---- Data provided

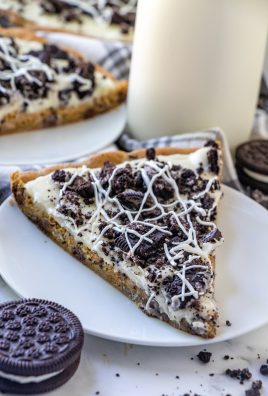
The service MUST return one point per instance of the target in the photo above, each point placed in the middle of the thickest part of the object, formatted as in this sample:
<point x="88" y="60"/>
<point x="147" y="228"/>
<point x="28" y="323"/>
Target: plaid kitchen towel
<point x="115" y="57"/>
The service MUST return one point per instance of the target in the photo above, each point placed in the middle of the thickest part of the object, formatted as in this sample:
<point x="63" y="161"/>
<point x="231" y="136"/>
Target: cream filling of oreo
<point x="26" y="380"/>
<point x="256" y="175"/>
<point x="38" y="190"/>
<point x="103" y="85"/>
<point x="32" y="11"/>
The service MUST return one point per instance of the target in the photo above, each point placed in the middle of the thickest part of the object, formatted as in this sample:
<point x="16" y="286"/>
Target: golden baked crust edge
<point x="14" y="122"/>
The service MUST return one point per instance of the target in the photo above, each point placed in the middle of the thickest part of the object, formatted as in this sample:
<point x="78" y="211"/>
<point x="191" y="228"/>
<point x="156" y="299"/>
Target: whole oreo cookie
<point x="40" y="346"/>
<point x="252" y="164"/>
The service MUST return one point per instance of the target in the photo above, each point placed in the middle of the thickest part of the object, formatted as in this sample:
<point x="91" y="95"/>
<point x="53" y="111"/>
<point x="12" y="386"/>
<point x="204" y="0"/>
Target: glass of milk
<point x="196" y="64"/>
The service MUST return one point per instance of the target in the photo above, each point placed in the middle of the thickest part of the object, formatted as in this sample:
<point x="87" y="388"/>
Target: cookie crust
<point x="62" y="237"/>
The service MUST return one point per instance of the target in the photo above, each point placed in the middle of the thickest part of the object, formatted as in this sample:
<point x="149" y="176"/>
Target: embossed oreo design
<point x="40" y="343"/>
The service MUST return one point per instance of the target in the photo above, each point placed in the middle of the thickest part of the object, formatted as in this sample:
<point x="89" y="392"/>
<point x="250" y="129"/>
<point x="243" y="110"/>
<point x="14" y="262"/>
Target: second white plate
<point x="34" y="266"/>
<point x="62" y="143"/>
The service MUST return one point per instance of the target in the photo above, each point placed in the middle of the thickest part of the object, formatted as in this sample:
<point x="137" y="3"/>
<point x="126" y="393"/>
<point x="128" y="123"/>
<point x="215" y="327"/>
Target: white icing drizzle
<point x="23" y="64"/>
<point x="186" y="206"/>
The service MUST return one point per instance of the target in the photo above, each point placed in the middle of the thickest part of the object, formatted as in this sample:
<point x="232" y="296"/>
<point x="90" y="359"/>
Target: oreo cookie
<point x="252" y="164"/>
<point x="40" y="346"/>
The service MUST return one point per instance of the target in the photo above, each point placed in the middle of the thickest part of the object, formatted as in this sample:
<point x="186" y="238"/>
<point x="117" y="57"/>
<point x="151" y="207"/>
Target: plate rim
<point x="62" y="159"/>
<point x="198" y="341"/>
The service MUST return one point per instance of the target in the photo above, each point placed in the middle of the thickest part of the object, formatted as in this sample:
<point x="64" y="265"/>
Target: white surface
<point x="102" y="359"/>
<point x="62" y="143"/>
<point x="198" y="55"/>
<point x="36" y="267"/>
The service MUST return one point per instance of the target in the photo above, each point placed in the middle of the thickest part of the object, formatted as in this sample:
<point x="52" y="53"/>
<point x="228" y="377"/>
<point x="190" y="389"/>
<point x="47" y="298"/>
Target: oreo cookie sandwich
<point x="252" y="164"/>
<point x="40" y="346"/>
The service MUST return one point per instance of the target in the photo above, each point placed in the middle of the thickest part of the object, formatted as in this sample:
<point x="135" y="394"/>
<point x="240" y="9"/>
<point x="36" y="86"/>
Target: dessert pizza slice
<point x="42" y="84"/>
<point x="144" y="221"/>
<point x="110" y="19"/>
<point x="9" y="19"/>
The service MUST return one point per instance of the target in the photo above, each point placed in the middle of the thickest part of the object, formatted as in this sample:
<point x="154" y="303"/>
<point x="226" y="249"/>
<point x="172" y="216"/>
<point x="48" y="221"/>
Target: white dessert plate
<point x="34" y="266"/>
<point x="62" y="143"/>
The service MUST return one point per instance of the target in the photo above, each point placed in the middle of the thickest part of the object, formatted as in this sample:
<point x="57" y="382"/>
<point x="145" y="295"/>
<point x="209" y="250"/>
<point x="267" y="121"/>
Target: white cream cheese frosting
<point x="47" y="194"/>
<point x="98" y="24"/>
<point x="60" y="81"/>
<point x="257" y="176"/>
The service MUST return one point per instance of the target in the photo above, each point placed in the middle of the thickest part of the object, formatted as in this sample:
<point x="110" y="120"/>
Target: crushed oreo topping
<point x="240" y="374"/>
<point x="204" y="356"/>
<point x="118" y="12"/>
<point x="255" y="389"/>
<point x="147" y="214"/>
<point x="35" y="73"/>
<point x="264" y="369"/>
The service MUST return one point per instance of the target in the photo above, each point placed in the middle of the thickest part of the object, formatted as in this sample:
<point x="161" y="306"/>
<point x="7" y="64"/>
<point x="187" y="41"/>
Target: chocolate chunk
<point x="131" y="199"/>
<point x="106" y="173"/>
<point x="86" y="190"/>
<point x="213" y="160"/>
<point x="204" y="356"/>
<point x="253" y="155"/>
<point x="122" y="180"/>
<point x="150" y="153"/>
<point x="264" y="369"/>
<point x="61" y="176"/>
<point x="163" y="189"/>
<point x="255" y="389"/>
<point x="5" y="22"/>
<point x="241" y="375"/>
<point x="33" y="90"/>
<point x="214" y="235"/>
<point x="122" y="244"/>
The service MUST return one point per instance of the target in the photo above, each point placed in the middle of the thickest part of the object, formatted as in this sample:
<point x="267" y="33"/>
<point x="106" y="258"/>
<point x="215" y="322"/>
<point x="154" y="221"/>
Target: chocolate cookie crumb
<point x="204" y="356"/>
<point x="264" y="369"/>
<point x="150" y="153"/>
<point x="239" y="374"/>
<point x="255" y="389"/>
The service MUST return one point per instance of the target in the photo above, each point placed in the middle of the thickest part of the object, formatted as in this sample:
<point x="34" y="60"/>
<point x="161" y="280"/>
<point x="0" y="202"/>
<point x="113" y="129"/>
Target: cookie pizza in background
<point x="44" y="85"/>
<point x="107" y="19"/>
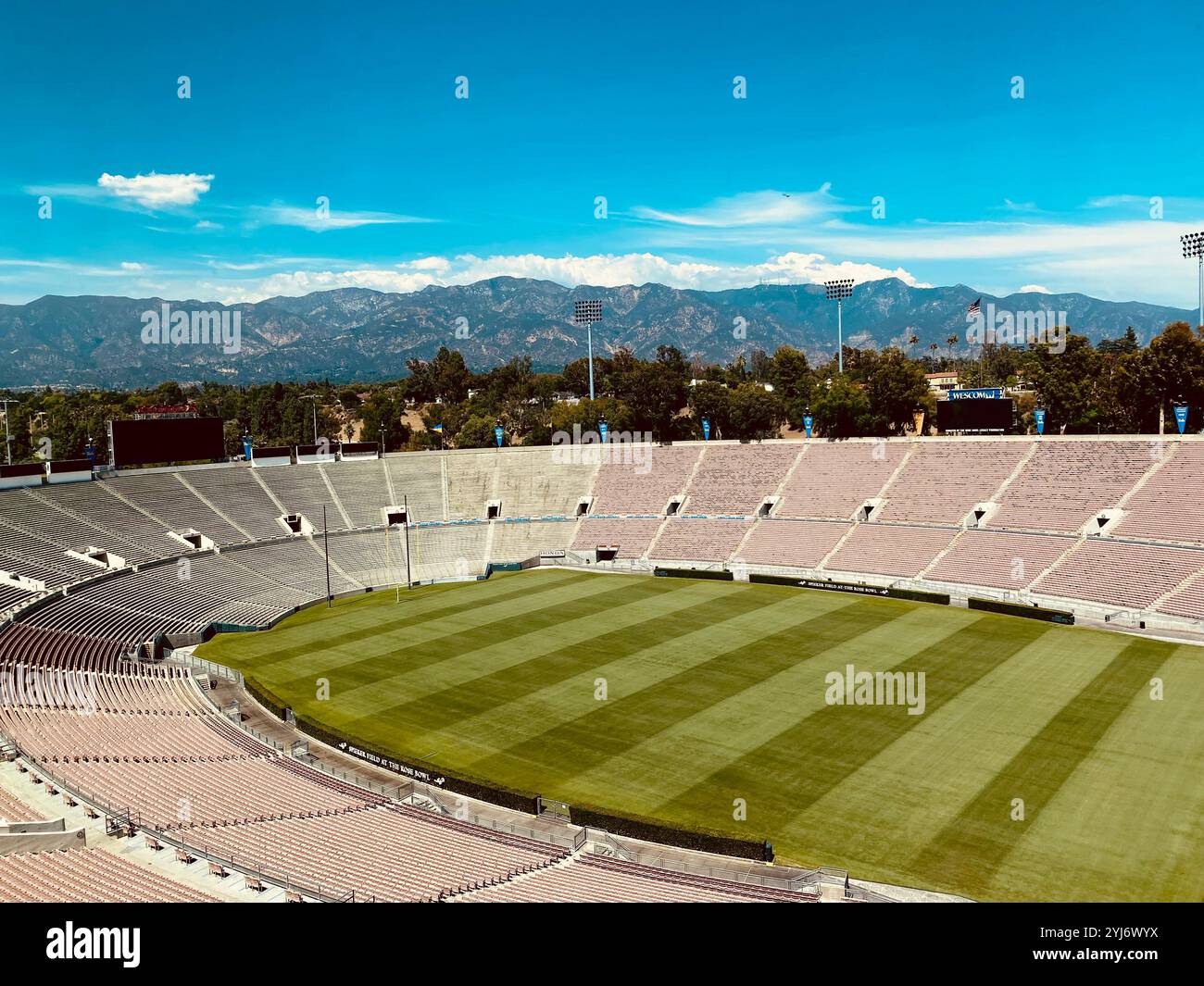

--------

• [Your goal]:
Return each line of the rows above that contains the string "crust", copied unchanged.

• [Reply]:
Target: golden baked crust edge
Target: cookie crust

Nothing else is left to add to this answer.